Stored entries
· · ·

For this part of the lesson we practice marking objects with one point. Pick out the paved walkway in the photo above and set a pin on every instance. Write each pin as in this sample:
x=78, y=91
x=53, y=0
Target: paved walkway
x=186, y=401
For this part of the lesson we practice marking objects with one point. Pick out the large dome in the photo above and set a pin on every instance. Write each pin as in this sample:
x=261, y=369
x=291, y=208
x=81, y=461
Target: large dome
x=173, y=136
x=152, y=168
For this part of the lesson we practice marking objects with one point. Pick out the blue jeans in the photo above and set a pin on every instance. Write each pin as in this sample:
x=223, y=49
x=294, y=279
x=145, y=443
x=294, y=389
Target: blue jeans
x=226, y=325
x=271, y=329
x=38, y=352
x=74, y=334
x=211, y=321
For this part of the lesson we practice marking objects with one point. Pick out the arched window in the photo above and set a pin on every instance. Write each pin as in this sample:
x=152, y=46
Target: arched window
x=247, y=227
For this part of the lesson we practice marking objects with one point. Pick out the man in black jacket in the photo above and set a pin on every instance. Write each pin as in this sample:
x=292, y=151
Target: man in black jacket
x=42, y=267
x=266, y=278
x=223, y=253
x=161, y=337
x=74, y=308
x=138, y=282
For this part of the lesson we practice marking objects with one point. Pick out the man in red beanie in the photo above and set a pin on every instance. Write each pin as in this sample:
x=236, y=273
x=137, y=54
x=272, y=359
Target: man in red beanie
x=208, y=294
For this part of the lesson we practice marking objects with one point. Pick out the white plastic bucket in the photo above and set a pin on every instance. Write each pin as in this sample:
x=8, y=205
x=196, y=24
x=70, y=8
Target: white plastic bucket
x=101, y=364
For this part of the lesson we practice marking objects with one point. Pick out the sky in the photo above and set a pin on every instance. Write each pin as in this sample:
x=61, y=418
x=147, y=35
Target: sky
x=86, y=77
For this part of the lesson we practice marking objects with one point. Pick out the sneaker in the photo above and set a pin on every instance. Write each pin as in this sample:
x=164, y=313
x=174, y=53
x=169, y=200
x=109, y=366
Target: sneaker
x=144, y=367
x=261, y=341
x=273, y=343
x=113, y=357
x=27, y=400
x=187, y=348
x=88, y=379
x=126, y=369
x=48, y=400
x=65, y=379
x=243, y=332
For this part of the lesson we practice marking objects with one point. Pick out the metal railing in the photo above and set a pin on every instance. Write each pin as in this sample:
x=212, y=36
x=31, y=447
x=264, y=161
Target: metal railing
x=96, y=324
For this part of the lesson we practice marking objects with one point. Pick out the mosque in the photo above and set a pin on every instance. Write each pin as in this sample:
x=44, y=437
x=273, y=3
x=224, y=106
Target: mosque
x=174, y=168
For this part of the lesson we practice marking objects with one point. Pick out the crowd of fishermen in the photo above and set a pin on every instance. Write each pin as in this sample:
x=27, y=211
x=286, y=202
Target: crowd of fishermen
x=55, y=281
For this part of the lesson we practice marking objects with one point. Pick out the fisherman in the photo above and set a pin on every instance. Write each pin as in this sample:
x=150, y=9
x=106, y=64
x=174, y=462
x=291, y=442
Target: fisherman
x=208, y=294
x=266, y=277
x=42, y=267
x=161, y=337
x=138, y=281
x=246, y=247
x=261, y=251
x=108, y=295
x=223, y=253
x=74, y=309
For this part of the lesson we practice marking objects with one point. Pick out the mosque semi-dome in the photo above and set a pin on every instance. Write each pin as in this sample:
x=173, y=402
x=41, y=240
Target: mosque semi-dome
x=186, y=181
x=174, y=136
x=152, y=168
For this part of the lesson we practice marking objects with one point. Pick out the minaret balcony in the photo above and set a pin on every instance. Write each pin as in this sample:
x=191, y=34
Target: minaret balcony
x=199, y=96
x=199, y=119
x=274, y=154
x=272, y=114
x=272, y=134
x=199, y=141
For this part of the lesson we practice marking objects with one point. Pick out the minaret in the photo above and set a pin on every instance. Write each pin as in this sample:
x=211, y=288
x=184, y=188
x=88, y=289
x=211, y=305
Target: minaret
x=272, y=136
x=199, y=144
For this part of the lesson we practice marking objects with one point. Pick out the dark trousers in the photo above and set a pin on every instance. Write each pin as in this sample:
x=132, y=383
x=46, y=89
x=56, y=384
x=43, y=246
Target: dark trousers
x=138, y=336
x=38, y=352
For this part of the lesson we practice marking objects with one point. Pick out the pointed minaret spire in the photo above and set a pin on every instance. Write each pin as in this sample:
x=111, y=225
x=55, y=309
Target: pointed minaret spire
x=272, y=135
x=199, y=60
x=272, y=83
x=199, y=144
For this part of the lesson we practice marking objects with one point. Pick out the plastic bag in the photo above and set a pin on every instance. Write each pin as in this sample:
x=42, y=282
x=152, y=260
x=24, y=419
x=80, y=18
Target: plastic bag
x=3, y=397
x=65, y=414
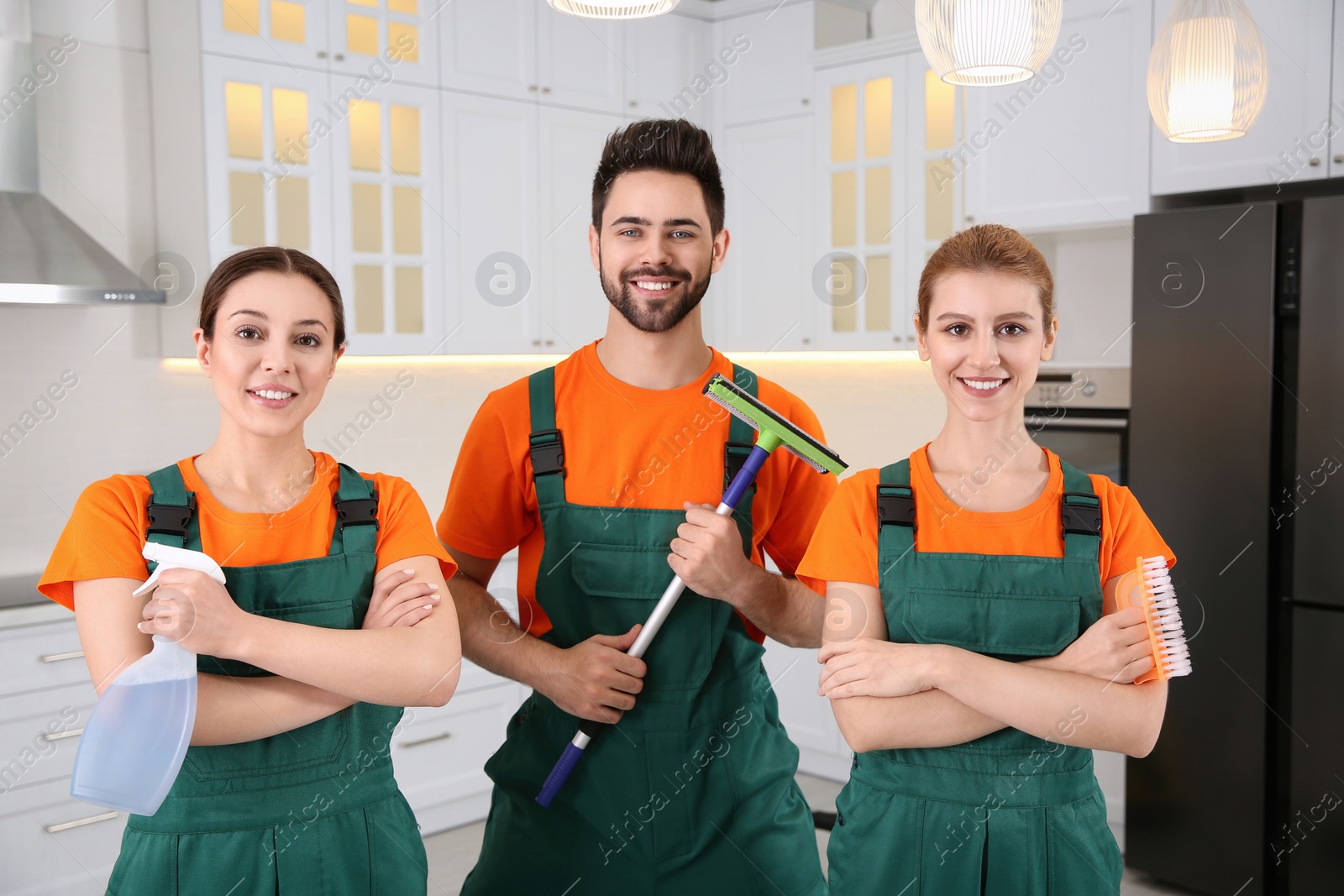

· · ·

#### [EXERCISE DETAILS]
Repeat the records above verbatim. Include none of the pictures.

#### [SOLUTION TO THE PROBLEM]
For this part of the lesson we practice marking objects with one point. Pick out the paved walkway in the photo above and set a pin on every instance. Write each pin as in this sample:
x=78, y=91
x=53, y=0
Target: paved walkway
x=186, y=401
For this part of the lesson we practice marking objects with one point. Pick out the large dome in the photo above and set a pin on every instance. Write each pin as in this sample:
x=261, y=369
x=291, y=208
x=81, y=461
Target: large dome
x=173, y=136
x=152, y=168
For this part of the lesson we practice marking objects with one point. Pick out the blue jeans in the photo above and set a pin on every instance. Write each pin as in this sample:
x=223, y=49
x=294, y=279
x=145, y=443
x=294, y=389
Target: blue jeans
x=226, y=325
x=271, y=329
x=38, y=352
x=74, y=334
x=211, y=321
For this part of the lesson we practice marking objects with one point. Pick out the arched window in the photo above and set a pin on every instance. Write each pin as in this sample:
x=152, y=46
Target: arched window
x=247, y=227
For this part of the lesson we practice marking objects with one point. Pick out the man in black jacket in the photo above and set a pin on every instance. Write each pin as in this sample:
x=292, y=151
Target: man in black jacket
x=42, y=267
x=266, y=278
x=223, y=253
x=161, y=337
x=74, y=308
x=138, y=282
For this part of the lesson we practice marking objects with one point. Pick out the man in red beanie in the photo above and set a pin on every instance. Write each pin as in this sample:
x=236, y=273
x=137, y=54
x=272, y=359
Target: man in red beanie
x=208, y=294
For this part of the lesson we practice marking objects with one point. Pick out the white plastic bucket in the photo above and set a pin on every instance. Write each pin as in this sample:
x=8, y=205
x=196, y=24
x=70, y=8
Target: white plastic bucket
x=101, y=364
For this part of the lesson we practice marking objects with one point. Pick out the sky in the photo above and set a pin on every instance. Write each pin as in this sample:
x=61, y=418
x=147, y=35
Target: sky
x=86, y=77
For this part of the lesson we practice marking objects with one point. Pick out the sneaker in the photo above and set a pin on every instance. Write each pin as in this sample:
x=164, y=313
x=174, y=53
x=169, y=200
x=109, y=366
Target: sneaker
x=144, y=367
x=261, y=341
x=273, y=343
x=113, y=357
x=27, y=400
x=187, y=348
x=88, y=379
x=126, y=369
x=48, y=400
x=65, y=379
x=243, y=332
For this part of the lesson we practice marking objects with one point. Pick out the metal railing in the photo above and set a pin on every instance. Write each pin as in this sample:
x=212, y=36
x=31, y=447
x=264, y=161
Target: metal railing
x=96, y=324
For this part of the lesson we practice marking objects with one point. Pick out the mosque in the photo above and set a pin on every instance. Write each pin as in this sample:
x=44, y=437
x=273, y=3
x=224, y=106
Target: mosque
x=174, y=168
For this part of the lesson we practice marking objects with one point. Pick out the crowd of fishermen in the photo above and set a pin on every instance. Write each pin as in this sample:
x=27, y=211
x=286, y=202
Target: crowd of fishermen
x=55, y=281
For this part of the lesson we practice marking objects with one point. Pick out the fisherman in the photo above and set a pin on every instance. Write each pin as in this sample:
x=150, y=9
x=106, y=64
x=174, y=462
x=291, y=442
Target: fisherman
x=208, y=294
x=266, y=277
x=42, y=267
x=161, y=337
x=138, y=281
x=246, y=247
x=261, y=251
x=108, y=295
x=223, y=253
x=74, y=309
For this part of the lesson we practice marking objects with one point. Pick out the mosque semi-dome in the photo above and set a pin on every instance. Write each pin as in this sample:
x=173, y=402
x=41, y=240
Target: mosque semi-dome
x=186, y=181
x=174, y=136
x=152, y=168
For this part of the lesson we practice marking objects with one point. Pick out the minaret balcony in the photo above and set a pin on every instance. Write each pin as in this sample:
x=191, y=34
Target: minaret balcony
x=199, y=96
x=199, y=119
x=274, y=154
x=272, y=114
x=272, y=134
x=199, y=141
For this part of the lesson we practice marking objects with one point. Pick out the minaret in the photo above and set a pin on every instance. Write each pin as in this sample:
x=211, y=288
x=184, y=188
x=88, y=289
x=211, y=305
Target: minaret
x=272, y=136
x=199, y=144
For this part of the lesson we practice marking objects with one point. Pick out the dark trousers in the photo above and set a pin on every instance. Write each pin as in this sample:
x=132, y=383
x=46, y=89
x=56, y=384
x=43, y=246
Target: dark trousers
x=138, y=336
x=38, y=352
For this part of the lesson we practice marking objects with one point. Pick out the pointed minaret spire in the photo above and set a pin on every instance. Write each pin as in this sample:
x=111, y=225
x=55, y=309
Target: pointed minaret spire
x=272, y=135
x=199, y=60
x=272, y=83
x=199, y=144
For this part of the lesson we practice marking objects with one point. Pick out the plastic bag in the photo above and set a pin on every instance. Write each pin as in this sample:
x=42, y=282
x=152, y=260
x=24, y=419
x=80, y=18
Target: plastic bag
x=3, y=397
x=65, y=414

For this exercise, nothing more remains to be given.